指示内容 A ▸
木材の化学処理を扱った抜粋を「図 1: 流動成形する前の木材原料の化学処理」を含む語句から「学処理を制御する必要がある。」まで書き出し、その中の「処理物質」を「薬剤」に修正してください。

──────── 抜粋箇所

しかしながら、無垢の木材で作製した成形体は、沸騰水中に1時間浸漬しただけで分解する。従って、形状や性質が安定した成形体を得るためには、原料となる木材に化学処理を施すことによって木材細胞壁中の不安定な非結晶領域を安定化させ、同領域が水分の収着点や分解の起点になることを防ぐ必要がある。
木材の安定化を目的とした化学処理では、木材原料に処理物質の溶液を注入したのち(図 1(i)含浸工程)、溶媒を蒸発させる(図 1(ii)養生工程)。しかしながら、化学処理された木材から得られた成形体は、それでもなお変色や表面荒れ(図 2)および変形を起こすのが現状である。
図 1: 流動成形する前の木材原料の化学処理
図 2: 化学処理した木材原料で作製した成形体の変色および表面荒れの様子
これは、成形前の木材細胞壁中に、処理物質が十分に行き渡っていない不安定な非結晶領域が残存することによるものと考えられる。従って、処理物質が原料中の細胞壁の非結晶領域に十分に行き渡って細胞壁全体が安定化されるように、化学処理を制御する必要がある。

────────────────
──────── 提供データ

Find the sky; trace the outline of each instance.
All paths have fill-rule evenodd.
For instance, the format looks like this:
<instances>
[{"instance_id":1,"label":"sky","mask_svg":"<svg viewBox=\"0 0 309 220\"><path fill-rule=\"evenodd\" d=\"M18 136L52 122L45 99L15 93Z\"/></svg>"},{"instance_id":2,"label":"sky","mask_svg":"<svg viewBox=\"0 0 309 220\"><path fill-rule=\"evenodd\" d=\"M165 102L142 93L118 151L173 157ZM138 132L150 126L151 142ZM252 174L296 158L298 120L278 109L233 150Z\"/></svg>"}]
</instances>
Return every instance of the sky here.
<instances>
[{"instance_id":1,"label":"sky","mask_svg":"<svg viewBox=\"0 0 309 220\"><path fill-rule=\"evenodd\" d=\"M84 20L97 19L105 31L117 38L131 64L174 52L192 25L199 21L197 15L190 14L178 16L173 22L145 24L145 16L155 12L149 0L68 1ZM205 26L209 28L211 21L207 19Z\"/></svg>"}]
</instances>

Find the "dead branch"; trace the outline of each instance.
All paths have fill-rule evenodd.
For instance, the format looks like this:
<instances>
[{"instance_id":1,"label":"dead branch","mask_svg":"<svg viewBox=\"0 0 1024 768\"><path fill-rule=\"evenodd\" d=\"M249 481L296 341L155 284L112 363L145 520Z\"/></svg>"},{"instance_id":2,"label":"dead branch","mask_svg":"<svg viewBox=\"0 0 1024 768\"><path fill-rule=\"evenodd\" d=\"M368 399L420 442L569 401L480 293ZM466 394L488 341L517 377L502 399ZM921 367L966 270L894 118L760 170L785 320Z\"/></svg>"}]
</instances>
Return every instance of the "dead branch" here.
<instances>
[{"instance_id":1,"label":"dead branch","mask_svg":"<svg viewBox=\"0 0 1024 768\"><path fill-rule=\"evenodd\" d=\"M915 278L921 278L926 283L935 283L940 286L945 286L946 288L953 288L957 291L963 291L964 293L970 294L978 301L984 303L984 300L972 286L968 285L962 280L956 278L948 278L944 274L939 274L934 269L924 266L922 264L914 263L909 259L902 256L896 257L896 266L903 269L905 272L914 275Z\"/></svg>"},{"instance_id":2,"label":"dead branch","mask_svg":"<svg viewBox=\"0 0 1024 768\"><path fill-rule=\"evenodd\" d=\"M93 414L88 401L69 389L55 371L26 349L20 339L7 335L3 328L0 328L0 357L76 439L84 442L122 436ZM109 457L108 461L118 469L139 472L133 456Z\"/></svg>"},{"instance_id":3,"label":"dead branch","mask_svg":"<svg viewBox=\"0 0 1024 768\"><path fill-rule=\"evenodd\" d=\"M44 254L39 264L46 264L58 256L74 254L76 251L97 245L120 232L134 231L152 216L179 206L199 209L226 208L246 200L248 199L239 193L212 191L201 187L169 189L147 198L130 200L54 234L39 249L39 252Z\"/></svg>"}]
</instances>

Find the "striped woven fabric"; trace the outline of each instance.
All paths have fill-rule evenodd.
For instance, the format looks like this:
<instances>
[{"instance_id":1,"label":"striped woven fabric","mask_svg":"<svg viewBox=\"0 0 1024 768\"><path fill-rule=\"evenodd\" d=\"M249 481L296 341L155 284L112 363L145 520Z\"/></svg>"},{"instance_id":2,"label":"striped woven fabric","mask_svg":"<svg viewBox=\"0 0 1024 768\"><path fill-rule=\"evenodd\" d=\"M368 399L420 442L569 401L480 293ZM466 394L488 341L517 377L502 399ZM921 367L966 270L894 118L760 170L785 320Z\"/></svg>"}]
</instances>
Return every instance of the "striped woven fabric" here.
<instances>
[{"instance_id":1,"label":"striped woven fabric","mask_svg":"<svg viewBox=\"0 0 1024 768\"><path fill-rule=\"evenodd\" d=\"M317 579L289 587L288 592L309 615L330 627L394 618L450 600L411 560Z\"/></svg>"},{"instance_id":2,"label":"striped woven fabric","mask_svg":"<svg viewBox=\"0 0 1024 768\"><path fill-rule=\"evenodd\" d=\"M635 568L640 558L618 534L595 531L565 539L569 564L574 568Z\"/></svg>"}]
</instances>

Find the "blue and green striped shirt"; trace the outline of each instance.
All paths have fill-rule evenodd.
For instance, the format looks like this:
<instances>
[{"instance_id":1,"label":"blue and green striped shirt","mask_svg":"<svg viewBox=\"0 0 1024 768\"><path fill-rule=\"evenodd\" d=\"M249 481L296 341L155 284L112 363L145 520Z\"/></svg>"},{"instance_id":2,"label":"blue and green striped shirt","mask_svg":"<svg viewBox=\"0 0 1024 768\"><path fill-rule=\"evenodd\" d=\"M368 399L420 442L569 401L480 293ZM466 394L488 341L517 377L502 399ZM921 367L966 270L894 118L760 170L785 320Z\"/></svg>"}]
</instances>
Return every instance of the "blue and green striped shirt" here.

────────────────

指示内容 B ▸
レコードの中で「each」という文字列を含む行をすべて返してください。大文字と小文字は区別します。

完成した回答 A ▸
図 1: 流動成形する前の木材原料の化学処理
図 2: 化学処理した木材原料で作製した成形体の変色および表面荒れの様子
これは、成形前の木材細胞壁中に、薬剤が十分に行き渡っていない不安定な非結晶領域が残存することによるものと考えられる。従って、薬剤が原料中の細胞壁の非結晶領域に十分に行き渡って細胞壁全体が安定化されるように、化学処理を制御する必要がある。

完成した回答 B ▸
Find the sky; trace the outline of each instance.
Find the "dead branch"; trace the outline of each instance.
Find the "striped woven fabric"; trace the outline of each instance.
Find the "blue and green striped shirt"; trace the outline of each instance.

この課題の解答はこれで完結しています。